» **Task objective**
Report how many lines in the items below contain the string "cloud". Give only that number.

» **Available records**
-- start --
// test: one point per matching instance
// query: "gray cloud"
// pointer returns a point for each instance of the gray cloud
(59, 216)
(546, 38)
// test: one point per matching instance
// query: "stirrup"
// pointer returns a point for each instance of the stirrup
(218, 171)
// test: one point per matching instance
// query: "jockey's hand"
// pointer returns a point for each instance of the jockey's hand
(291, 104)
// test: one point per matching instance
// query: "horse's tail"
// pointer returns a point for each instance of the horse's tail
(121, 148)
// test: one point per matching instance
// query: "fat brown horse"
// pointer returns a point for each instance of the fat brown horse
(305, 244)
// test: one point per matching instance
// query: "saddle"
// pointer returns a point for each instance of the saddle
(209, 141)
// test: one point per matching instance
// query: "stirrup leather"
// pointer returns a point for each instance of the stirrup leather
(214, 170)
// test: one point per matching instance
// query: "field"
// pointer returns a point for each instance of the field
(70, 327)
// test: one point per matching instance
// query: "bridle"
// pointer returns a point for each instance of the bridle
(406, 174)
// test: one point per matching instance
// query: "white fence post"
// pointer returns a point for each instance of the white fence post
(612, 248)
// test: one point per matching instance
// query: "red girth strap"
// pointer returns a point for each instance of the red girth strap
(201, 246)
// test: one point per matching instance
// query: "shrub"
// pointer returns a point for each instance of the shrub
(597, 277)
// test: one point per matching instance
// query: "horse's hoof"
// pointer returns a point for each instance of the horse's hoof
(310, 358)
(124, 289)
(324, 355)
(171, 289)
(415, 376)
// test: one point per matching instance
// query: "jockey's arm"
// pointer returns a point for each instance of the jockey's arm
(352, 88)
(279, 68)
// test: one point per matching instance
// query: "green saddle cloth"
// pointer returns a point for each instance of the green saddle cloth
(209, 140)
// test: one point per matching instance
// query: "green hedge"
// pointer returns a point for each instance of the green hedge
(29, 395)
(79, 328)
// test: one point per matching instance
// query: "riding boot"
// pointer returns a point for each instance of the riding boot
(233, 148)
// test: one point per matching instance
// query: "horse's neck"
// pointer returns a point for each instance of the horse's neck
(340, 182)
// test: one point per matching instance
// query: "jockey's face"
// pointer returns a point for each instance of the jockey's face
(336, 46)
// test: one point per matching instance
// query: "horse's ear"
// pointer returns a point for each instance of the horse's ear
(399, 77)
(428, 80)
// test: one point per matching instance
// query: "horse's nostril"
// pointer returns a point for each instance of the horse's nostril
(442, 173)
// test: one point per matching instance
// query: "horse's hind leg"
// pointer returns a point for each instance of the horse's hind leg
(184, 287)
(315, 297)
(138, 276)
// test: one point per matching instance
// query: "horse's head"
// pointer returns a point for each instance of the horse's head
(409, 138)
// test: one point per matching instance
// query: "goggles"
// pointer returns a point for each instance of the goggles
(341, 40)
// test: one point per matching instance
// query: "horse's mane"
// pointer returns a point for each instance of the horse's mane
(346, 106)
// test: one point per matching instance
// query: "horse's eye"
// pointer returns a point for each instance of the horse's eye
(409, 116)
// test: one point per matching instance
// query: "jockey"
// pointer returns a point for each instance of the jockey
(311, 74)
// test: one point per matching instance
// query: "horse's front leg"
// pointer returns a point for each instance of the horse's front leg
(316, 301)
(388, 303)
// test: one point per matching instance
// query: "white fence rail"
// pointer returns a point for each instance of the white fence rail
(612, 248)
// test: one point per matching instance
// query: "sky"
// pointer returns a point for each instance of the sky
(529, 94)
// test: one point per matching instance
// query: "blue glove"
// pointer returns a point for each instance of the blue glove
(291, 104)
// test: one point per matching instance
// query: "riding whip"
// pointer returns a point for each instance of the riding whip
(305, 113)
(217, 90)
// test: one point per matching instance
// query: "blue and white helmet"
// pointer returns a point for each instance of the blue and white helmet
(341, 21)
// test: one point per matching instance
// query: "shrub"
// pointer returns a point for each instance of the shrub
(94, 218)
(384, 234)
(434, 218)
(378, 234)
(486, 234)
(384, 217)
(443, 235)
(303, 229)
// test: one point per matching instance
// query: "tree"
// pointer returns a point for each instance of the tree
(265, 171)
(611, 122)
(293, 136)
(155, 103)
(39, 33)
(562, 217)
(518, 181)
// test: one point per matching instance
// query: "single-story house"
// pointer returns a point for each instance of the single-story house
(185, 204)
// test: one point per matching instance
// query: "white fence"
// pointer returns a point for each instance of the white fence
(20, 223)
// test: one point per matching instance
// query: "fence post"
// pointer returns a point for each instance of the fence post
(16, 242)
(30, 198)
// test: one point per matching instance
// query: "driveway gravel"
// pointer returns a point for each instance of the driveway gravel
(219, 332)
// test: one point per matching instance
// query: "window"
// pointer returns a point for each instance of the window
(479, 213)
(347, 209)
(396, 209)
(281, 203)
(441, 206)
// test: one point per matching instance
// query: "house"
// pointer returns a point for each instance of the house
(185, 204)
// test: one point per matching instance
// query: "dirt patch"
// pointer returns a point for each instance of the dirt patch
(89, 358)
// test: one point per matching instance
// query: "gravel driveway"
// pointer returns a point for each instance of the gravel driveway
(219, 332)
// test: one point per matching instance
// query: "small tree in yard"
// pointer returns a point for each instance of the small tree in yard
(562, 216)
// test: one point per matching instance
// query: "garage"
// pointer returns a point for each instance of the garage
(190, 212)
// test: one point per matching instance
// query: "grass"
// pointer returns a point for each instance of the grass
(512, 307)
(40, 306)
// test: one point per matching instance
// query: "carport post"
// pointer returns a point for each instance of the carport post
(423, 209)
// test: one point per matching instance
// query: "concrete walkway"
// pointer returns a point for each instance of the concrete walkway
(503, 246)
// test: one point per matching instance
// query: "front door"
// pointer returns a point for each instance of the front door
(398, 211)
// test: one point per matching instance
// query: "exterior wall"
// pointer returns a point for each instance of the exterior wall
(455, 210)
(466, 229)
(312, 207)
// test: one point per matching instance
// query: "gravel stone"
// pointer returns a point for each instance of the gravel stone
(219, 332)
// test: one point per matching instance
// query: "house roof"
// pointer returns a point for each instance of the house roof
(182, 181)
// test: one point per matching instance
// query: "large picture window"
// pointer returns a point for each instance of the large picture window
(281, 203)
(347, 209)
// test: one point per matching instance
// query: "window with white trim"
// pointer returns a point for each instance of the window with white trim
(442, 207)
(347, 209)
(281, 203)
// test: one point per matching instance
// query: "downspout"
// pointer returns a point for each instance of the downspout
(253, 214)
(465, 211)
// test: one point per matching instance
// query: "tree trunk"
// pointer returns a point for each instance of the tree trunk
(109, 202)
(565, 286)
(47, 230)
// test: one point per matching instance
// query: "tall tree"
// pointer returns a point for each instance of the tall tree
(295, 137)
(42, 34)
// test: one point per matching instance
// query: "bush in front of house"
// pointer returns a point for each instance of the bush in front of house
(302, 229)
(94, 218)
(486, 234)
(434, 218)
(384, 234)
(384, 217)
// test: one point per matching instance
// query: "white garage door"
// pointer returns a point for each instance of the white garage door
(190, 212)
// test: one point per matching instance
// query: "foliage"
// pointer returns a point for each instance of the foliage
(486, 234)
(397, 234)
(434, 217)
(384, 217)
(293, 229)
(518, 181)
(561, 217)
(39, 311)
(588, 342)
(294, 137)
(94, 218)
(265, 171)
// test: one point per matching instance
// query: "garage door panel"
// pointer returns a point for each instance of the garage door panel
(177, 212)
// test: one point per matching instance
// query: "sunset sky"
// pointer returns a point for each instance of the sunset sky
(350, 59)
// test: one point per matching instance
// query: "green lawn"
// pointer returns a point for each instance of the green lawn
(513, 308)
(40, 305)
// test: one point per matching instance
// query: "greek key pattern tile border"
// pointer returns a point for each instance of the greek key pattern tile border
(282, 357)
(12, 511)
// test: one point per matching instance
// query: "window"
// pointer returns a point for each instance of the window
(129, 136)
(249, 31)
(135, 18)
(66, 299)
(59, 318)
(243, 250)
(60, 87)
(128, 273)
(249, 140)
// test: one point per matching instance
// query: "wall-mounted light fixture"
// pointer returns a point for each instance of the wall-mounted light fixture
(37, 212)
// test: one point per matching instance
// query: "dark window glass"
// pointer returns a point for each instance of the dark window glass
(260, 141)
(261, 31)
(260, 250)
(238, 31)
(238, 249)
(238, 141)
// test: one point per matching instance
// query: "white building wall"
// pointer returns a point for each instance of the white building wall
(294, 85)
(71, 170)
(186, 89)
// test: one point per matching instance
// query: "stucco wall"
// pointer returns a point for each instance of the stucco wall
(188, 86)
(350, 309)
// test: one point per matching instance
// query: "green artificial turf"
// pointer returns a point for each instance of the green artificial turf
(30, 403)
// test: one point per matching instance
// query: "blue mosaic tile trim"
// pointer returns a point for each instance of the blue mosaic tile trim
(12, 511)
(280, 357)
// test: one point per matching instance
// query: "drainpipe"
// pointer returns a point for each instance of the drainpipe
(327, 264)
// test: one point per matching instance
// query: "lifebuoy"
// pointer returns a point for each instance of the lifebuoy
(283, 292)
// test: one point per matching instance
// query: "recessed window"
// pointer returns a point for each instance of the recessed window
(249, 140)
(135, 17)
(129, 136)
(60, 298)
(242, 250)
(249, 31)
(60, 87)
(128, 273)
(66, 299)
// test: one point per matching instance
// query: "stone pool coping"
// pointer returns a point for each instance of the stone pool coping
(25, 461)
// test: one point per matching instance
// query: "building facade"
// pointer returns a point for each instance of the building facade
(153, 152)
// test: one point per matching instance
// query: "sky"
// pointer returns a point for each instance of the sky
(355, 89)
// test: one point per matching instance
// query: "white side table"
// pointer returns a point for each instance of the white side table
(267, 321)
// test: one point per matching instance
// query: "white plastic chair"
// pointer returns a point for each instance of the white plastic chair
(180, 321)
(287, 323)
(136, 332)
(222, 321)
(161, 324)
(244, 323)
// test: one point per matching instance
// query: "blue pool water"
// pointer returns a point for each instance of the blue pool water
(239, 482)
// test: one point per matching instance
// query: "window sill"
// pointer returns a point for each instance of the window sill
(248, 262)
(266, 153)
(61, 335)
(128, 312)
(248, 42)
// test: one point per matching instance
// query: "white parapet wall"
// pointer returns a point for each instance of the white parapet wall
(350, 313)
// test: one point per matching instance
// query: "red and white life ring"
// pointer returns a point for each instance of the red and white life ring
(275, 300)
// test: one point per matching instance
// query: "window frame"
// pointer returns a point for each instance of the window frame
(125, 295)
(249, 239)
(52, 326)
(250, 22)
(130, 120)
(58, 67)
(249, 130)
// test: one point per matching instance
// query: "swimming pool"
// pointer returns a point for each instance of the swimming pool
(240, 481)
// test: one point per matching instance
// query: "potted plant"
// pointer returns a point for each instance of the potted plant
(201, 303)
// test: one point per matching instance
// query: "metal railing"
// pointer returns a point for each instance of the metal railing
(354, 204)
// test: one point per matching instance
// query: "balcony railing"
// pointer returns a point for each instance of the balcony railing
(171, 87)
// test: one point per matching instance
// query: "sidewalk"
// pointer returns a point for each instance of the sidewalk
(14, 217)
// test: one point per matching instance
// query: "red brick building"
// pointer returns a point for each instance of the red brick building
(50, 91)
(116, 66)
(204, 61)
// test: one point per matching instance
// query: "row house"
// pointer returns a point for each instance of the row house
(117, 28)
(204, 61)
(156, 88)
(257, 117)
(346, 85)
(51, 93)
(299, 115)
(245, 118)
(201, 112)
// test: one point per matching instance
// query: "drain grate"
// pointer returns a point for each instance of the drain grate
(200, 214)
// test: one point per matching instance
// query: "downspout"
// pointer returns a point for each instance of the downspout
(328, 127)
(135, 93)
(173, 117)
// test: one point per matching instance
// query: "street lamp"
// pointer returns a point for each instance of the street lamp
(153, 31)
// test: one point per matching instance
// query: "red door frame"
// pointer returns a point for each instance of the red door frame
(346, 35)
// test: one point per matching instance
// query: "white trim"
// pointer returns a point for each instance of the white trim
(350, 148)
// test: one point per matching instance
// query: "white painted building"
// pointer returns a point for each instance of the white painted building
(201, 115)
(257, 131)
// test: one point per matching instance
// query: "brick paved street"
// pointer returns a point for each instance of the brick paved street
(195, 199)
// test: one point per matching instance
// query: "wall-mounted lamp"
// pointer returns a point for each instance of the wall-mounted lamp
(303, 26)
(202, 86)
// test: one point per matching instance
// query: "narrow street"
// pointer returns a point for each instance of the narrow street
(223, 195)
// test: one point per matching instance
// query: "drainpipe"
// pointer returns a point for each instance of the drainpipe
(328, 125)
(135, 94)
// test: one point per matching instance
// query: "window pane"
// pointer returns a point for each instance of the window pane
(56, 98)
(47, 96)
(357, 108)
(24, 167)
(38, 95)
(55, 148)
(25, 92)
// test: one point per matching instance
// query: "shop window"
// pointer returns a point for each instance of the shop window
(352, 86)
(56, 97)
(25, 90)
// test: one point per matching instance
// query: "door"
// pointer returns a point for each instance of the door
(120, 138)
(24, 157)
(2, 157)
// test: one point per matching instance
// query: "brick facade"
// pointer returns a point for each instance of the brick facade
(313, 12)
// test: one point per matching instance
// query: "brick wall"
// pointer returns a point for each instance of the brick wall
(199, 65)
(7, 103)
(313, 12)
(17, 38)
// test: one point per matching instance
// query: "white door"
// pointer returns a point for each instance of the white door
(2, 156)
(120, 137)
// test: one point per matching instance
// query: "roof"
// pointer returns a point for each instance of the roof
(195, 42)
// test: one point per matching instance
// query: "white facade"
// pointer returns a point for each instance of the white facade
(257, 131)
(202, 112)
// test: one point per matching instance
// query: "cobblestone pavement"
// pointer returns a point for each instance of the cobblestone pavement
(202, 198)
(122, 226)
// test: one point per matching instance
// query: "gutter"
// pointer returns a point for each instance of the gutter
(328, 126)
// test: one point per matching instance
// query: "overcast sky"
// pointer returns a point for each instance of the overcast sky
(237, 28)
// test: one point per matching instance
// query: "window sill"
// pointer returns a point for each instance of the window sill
-- end --
» **Output below**
2